-------- Passage

Scientific classification
- Kingdom: Plantae
- Clade: Tracheophytes
- Clade: Angiosperms
- Clade: Eudicots
- Clade: Asterids
- Order: Lamiales
- Family: Lamiaceae
- Genus: Lycopus
- Species: L. virginicus
- Binomial name: Lycopus virginicus L.
- Synonyms: Lycopus communis Lycopus membranaceus

= Lycopus virginicus =

- Genus: Lycopus
- Species: virginicus
- Authority: L.
- Conservation status: G5
- Synonyms: Lycopus communis, Lycopus membranaceus

Species of flowering plant

Lycopus virginicus is a species of flowering plant in the mint family known by many common names, including Virginia water horehound, American water hoarhound, sweet bugleweed, water bugle, carpenter's herb, green archangel, purple archangel, wolf foot, and Egyptian's herb. It is native to North America, where it is widespread in eastern Canada and the eastern United States.

This is a perennial herb with a hairy, squared stem reaching a meter tall. The oppositely arranged leaves have oval to lance-shaped blades with toothed edges. The leaves are dark green or purple. Clusters of tiny white or pink-tinged flowers occur in the leaf axils. The plant has a mint scent and a bitter taste. This species can be easily confused with Lycopus uniflorus. The latter has stamens exserted from the flowers, while the stamens of L. virginicus are included. The two species may hybridize, producing Lycopus × sherardii.

----------------
-------- Exercise data

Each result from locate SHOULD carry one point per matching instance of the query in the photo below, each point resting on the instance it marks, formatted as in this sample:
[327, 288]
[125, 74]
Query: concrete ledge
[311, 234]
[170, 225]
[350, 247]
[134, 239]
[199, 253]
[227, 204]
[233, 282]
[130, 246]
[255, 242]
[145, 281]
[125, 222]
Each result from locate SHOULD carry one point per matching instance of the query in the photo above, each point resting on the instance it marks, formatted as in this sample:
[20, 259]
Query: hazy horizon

----------------

_Activity 1:_
Using the Lycopus virginicus article above, decide whether each statement agrees with it, answering yes or no and quoting the deciding words: (a) The plant has a hairy, squared stem. (b) The stamens of L. virginicus are exserted from the flowers. (c) The species is widespread in the western United States.
_Activity 2:_
Go on with the Lycopus virginicus article, starting after its last sentence.

_Exercise answer 1:_
(a) Yes: "a hairy, squared stem reaching a meter tall."
(b) No: "the stamens of L. virginicus are included."
(c) No: "widespread in eastern Canada and the eastern United States."

_Exercise answer 2:_
Habitat types include damp, shady places. It can be found in riparian zones, such as floodplains. It grows in wet spots in forests, woodlands, and swamps.

This plant has had uses in traditional herbal medicine. It was perhaps best known as a treatment for hyperthyroidism conditions, including Graves' disease and thyrotoxicosis. Indications included signs and symptoms such as dyspnea, tachycardia, tremor, and exophthalmia. Medical research has not validated the use of the herb for these conditions. It was also used for anxiety, insomnia, and respiratory ailments such as pneumonia, bronchitis, hemoptysis, and chronic cough. In Native American tradition, the Iroquois considered the plant poisonous, but the Cherokee found it useful for treating snakebite in people and in dogs. It was given to infants to help them learn to speak, and it had ceremonial uses.